Content starts

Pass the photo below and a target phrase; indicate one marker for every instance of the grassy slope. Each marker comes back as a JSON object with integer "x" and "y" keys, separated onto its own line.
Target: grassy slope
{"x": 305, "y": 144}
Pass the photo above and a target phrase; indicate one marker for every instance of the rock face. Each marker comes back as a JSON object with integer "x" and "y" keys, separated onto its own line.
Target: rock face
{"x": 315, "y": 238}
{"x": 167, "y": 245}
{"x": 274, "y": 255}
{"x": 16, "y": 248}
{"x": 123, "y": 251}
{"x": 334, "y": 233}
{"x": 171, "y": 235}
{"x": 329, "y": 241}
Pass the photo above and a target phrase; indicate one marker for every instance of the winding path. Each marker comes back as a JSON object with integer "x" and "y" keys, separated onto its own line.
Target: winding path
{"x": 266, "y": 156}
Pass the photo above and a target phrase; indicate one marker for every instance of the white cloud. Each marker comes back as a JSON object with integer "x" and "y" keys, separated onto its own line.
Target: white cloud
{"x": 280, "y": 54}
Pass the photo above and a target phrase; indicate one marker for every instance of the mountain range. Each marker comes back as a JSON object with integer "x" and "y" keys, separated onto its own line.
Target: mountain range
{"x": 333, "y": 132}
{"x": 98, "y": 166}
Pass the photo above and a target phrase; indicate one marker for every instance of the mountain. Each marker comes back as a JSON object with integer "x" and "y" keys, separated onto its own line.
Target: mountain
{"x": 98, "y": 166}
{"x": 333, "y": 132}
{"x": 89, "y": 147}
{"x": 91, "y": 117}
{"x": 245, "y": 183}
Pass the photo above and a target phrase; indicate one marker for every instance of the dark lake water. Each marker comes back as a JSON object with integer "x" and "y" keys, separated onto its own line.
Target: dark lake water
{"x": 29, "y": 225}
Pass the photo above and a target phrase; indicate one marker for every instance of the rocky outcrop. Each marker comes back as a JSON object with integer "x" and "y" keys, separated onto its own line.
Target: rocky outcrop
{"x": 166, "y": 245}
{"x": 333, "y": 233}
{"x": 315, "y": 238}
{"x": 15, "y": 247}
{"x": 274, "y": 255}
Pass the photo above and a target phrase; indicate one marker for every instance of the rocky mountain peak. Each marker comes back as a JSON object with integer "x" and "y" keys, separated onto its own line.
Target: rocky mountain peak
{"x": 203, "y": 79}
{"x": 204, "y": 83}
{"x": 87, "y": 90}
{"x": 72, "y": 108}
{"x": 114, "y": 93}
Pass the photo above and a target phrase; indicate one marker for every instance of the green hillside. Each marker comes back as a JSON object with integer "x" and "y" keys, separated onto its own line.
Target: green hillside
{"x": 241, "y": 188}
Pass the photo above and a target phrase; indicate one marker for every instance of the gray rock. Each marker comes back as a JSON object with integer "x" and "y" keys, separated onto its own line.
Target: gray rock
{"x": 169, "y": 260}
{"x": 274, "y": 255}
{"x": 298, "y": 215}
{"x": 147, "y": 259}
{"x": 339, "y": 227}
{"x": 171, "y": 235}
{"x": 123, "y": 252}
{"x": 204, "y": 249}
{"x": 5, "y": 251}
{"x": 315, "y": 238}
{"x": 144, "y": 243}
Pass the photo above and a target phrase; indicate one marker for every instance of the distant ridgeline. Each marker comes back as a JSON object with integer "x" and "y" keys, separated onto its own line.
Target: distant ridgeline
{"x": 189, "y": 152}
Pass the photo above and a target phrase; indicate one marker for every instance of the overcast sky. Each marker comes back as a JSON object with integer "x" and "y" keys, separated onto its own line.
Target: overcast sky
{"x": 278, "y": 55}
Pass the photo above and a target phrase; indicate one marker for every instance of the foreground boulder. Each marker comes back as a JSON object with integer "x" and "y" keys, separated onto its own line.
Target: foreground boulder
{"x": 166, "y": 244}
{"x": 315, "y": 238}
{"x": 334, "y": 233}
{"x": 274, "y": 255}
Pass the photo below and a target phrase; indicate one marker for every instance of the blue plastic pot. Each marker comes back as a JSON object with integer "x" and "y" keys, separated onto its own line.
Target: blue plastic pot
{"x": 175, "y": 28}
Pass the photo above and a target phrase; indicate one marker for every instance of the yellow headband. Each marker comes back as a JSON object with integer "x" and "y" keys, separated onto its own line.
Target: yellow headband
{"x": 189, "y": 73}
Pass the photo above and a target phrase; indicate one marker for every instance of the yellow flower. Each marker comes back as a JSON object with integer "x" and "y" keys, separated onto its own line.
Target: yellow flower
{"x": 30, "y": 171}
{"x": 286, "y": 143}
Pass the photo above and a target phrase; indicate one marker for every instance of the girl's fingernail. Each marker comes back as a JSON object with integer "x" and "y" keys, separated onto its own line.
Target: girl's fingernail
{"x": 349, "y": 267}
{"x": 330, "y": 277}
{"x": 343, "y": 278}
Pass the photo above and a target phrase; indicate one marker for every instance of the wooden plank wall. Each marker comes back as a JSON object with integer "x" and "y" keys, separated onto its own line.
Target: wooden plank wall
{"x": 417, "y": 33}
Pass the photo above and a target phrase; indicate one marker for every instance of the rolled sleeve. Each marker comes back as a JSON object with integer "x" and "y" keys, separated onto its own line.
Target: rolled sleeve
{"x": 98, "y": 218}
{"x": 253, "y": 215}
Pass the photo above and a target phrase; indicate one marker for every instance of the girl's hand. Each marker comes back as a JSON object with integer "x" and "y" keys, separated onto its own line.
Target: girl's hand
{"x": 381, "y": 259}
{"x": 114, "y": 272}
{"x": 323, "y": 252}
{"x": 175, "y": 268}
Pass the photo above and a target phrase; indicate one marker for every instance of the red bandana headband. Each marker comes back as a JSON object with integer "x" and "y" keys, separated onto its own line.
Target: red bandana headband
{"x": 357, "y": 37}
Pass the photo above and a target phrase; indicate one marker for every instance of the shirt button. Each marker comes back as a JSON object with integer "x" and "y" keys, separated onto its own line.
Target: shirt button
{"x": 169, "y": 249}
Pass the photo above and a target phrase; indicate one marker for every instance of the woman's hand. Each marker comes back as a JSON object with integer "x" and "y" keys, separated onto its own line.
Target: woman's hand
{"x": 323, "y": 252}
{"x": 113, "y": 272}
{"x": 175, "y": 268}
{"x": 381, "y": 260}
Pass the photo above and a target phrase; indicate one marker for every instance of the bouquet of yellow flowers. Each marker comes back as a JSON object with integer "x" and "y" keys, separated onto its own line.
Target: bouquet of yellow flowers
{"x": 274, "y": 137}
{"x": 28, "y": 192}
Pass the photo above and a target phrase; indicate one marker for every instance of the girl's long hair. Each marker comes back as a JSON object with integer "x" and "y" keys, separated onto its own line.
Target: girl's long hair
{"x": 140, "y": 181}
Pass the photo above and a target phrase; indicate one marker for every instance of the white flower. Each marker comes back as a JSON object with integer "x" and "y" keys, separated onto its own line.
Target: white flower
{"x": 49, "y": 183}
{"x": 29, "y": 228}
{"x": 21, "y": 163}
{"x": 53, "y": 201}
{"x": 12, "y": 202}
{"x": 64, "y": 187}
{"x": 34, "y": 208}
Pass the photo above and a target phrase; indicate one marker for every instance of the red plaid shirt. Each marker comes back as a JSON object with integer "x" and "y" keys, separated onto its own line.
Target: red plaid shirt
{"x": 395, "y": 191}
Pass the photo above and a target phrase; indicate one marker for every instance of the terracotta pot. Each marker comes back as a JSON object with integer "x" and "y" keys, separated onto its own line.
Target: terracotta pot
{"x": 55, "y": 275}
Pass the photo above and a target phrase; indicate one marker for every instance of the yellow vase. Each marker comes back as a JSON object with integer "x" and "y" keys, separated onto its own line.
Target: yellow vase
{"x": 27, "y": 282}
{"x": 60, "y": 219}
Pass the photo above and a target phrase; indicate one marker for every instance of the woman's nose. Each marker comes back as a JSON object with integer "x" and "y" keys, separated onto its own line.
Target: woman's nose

Content ends

Requirement:
Wherever the word "nose" appears in the listing above, copy that line.

Response to this exercise:
Pass the photo above and a target phrase; indicate one marker for every instance of the woman's nose. Each marker comes back as a JSON object with integer "x" and "y" keys, separated onto its own line.
Target: woman's nose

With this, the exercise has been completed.